■ PROBLEM DETAILS ■
Only the text belongs in the copy: retype each record exactly as it appears.

■ GIVEN DATA ■
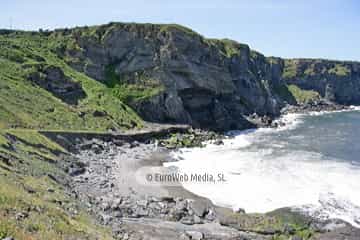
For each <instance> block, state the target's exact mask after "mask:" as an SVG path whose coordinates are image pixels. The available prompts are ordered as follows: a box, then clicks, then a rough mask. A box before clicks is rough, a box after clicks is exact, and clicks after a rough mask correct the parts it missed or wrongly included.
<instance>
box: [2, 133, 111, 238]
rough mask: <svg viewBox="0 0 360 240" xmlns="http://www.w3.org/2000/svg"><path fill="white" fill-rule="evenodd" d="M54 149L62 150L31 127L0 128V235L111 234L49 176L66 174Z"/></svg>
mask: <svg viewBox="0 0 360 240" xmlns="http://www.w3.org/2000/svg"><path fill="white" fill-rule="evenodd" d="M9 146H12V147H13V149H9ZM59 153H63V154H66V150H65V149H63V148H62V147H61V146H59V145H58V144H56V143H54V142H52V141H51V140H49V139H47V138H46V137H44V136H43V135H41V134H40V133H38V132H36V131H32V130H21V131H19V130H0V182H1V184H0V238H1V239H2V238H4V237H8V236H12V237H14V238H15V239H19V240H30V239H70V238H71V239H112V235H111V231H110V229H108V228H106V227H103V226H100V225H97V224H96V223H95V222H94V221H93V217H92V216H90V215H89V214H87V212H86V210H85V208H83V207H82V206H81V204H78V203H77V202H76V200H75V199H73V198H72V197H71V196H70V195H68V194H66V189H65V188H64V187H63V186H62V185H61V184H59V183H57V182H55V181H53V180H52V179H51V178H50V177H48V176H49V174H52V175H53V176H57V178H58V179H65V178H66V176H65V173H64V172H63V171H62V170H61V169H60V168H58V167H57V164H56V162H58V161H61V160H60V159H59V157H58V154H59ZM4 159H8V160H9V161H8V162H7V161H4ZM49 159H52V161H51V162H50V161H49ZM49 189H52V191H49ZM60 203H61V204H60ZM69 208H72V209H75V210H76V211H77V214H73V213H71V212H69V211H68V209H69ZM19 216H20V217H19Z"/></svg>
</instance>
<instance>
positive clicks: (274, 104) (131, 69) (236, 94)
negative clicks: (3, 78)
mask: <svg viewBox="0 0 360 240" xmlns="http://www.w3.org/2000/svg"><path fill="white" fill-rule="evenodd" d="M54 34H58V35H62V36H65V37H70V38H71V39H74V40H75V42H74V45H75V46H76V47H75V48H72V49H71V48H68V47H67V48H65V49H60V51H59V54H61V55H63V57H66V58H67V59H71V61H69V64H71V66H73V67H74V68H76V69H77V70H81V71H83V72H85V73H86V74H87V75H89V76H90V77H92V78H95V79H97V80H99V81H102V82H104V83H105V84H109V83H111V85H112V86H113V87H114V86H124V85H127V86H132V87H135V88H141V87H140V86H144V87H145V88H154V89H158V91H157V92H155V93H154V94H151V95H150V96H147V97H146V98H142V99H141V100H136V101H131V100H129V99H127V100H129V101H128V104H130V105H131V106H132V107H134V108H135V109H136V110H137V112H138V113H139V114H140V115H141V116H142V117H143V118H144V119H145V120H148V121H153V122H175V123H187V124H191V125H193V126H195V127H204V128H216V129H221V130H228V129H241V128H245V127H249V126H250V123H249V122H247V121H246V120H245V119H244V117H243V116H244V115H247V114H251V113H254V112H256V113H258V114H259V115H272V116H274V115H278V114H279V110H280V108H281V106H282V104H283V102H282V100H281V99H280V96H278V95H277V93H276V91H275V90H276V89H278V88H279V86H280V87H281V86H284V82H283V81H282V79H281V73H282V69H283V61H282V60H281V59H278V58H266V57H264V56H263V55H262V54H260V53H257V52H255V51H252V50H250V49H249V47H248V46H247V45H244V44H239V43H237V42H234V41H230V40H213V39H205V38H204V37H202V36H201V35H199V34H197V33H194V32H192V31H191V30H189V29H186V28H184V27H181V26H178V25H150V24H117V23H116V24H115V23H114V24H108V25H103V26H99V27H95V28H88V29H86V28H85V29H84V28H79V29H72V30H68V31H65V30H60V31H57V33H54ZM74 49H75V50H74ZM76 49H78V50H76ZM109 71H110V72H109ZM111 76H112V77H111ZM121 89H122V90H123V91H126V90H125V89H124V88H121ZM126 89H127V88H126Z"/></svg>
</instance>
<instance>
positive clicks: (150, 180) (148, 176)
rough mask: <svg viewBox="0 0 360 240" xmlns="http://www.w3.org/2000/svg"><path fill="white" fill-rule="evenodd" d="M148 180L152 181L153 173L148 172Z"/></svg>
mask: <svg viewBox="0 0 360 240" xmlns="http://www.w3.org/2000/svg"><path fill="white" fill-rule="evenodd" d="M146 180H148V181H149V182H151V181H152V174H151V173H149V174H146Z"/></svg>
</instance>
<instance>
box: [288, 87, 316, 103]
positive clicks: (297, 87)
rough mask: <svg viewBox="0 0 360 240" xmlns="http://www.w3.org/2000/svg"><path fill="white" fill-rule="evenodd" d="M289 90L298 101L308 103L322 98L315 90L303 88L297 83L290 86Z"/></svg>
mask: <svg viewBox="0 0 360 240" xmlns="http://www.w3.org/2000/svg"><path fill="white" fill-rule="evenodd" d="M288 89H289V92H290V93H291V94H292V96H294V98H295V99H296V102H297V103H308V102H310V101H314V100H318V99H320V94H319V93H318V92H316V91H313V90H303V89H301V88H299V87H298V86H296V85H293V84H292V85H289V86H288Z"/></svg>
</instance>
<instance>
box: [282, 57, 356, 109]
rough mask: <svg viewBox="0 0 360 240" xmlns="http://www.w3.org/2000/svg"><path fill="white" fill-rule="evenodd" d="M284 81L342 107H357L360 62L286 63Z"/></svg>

■ ANSWER TO THE EXERCISE ■
For each <instance> block, state the target's exact mask after "mask:" as an SVG path whose coordinates are image pixels. The available prompts are ordered as follows: a box, then clicks, then a rough mask. A box before clicks is rough, a box after clicks is exact, and clicks after a rough mask correct the parts it missed or wrongly included.
<instance>
box: [2, 133, 111, 238]
rough mask: <svg viewBox="0 0 360 240" xmlns="http://www.w3.org/2000/svg"><path fill="white" fill-rule="evenodd" d="M54 149L62 150L31 127L0 128V235L111 234L49 176L66 174Z"/></svg>
mask: <svg viewBox="0 0 360 240" xmlns="http://www.w3.org/2000/svg"><path fill="white" fill-rule="evenodd" d="M9 146H12V147H13V149H9ZM59 153H63V154H66V150H65V149H63V148H62V147H61V146H59V145H58V144H56V143H54V142H52V141H51V140H49V139H47V138H46V137H44V136H43V135H41V134H40V133H38V132H36V131H32V130H21V131H19V130H0V182H1V184H0V238H1V239H2V238H4V237H8V236H12V237H14V238H15V239H19V240H30V239H70V238H71V239H112V235H111V231H110V229H108V228H106V227H103V226H100V225H97V224H96V223H95V222H94V221H93V217H92V216H90V215H89V214H87V212H86V210H85V208H83V207H82V206H81V204H78V203H77V202H76V200H75V199H73V198H72V197H71V196H70V195H68V194H66V189H65V188H64V187H63V186H62V185H61V184H59V183H57V182H55V181H53V180H52V179H51V178H50V177H48V176H49V174H52V175H53V176H57V178H58V179H65V178H66V176H65V173H64V172H63V171H62V170H61V169H60V168H58V167H57V164H56V162H58V161H61V160H60V159H59V157H58V154H59ZM4 159H8V160H9V161H8V162H7V161H4ZM49 159H52V161H51V162H50V161H49ZM49 189H52V191H49ZM60 203H61V204H60ZM69 208H72V209H75V210H76V211H77V214H73V213H71V212H69V211H68V209H69ZM19 216H20V217H19Z"/></svg>
</instance>
<instance>
positive clicks: (274, 104) (131, 69) (236, 94)
negative clicks: (3, 78)
mask: <svg viewBox="0 0 360 240" xmlns="http://www.w3.org/2000/svg"><path fill="white" fill-rule="evenodd" d="M54 34H58V35H62V36H65V37H70V38H71V39H74V40H75V42H74V45H75V46H76V47H75V48H72V49H71V48H68V47H67V48H65V49H60V51H59V54H61V55H63V57H66V58H67V59H71V61H69V64H71V66H73V67H74V68H76V69H77V70H81V71H83V72H85V73H86V74H87V75H89V76H90V77H92V78H95V79H97V80H99V81H102V82H104V83H105V84H109V83H111V85H112V86H113V87H114V86H124V85H127V86H132V87H135V88H141V87H140V86H144V87H145V88H154V89H158V91H157V92H155V93H154V94H151V95H150V96H147V97H146V98H142V99H141V100H136V101H131V100H129V99H127V100H129V101H128V104H130V105H131V106H132V107H134V108H135V109H136V110H137V112H138V113H139V114H140V115H141V116H142V117H143V118H144V119H145V120H148V121H153V122H175V123H187V124H191V125H193V126H195V127H204V128H216V129H221V130H228V129H241V128H245V127H249V126H250V123H249V122H247V121H246V120H245V119H244V117H243V116H244V115H247V114H251V113H254V112H256V113H258V114H259V115H272V116H274V115H278V114H279V110H280V108H281V106H282V104H283V102H282V100H281V99H280V96H278V95H277V93H276V91H275V90H276V89H278V88H279V86H280V87H281V86H284V82H283V81H282V79H281V73H282V69H283V61H282V60H281V59H278V58H266V57H264V56H263V55H262V54H260V53H257V52H255V51H252V50H250V49H249V47H248V46H247V45H244V44H239V43H237V42H234V41H230V40H213V39H205V38H204V37H202V36H201V35H199V34H197V33H194V32H192V31H191V30H189V29H186V28H184V27H181V26H178V25H150V24H117V23H116V24H115V23H114V24H108V25H103V26H99V27H95V28H88V29H86V28H85V29H84V28H79V29H72V30H68V31H65V30H60V31H57V33H54ZM74 49H75V50H74ZM76 49H78V50H76ZM109 71H110V72H109ZM111 76H112V77H111ZM121 89H122V90H123V91H126V90H125V89H124V88H121ZM126 89H127V88H126Z"/></svg>
</instance>
<instance>
positive clicks: (150, 180) (148, 176)
rough mask: <svg viewBox="0 0 360 240" xmlns="http://www.w3.org/2000/svg"><path fill="white" fill-rule="evenodd" d="M148 180L152 181L153 173L148 172Z"/></svg>
mask: <svg viewBox="0 0 360 240" xmlns="http://www.w3.org/2000/svg"><path fill="white" fill-rule="evenodd" d="M146 180H148V181H149V182H151V181H152V174H151V173H149V174H146Z"/></svg>
</instance>
<instance>
box: [288, 87, 316, 103]
positive clicks: (297, 87)
rough mask: <svg viewBox="0 0 360 240" xmlns="http://www.w3.org/2000/svg"><path fill="white" fill-rule="evenodd" d="M289 90L298 101L308 103L322 98L315 90L303 88L297 83L290 86Z"/></svg>
mask: <svg viewBox="0 0 360 240" xmlns="http://www.w3.org/2000/svg"><path fill="white" fill-rule="evenodd" d="M288 89H289V92H290V93H291V94H292V96H294V98H295V99H296V102H297V103H308V102H310V101H314V100H318V99H320V94H319V93H318V92H316V91H313V90H303V89H301V88H299V87H298V86H296V85H293V84H292V85H289V86H288Z"/></svg>
</instance>
<instance>
box: [282, 57, 356, 109]
rough mask: <svg viewBox="0 0 360 240" xmlns="http://www.w3.org/2000/svg"><path fill="white" fill-rule="evenodd" d="M284 81L342 107H357L360 62L286 63Z"/></svg>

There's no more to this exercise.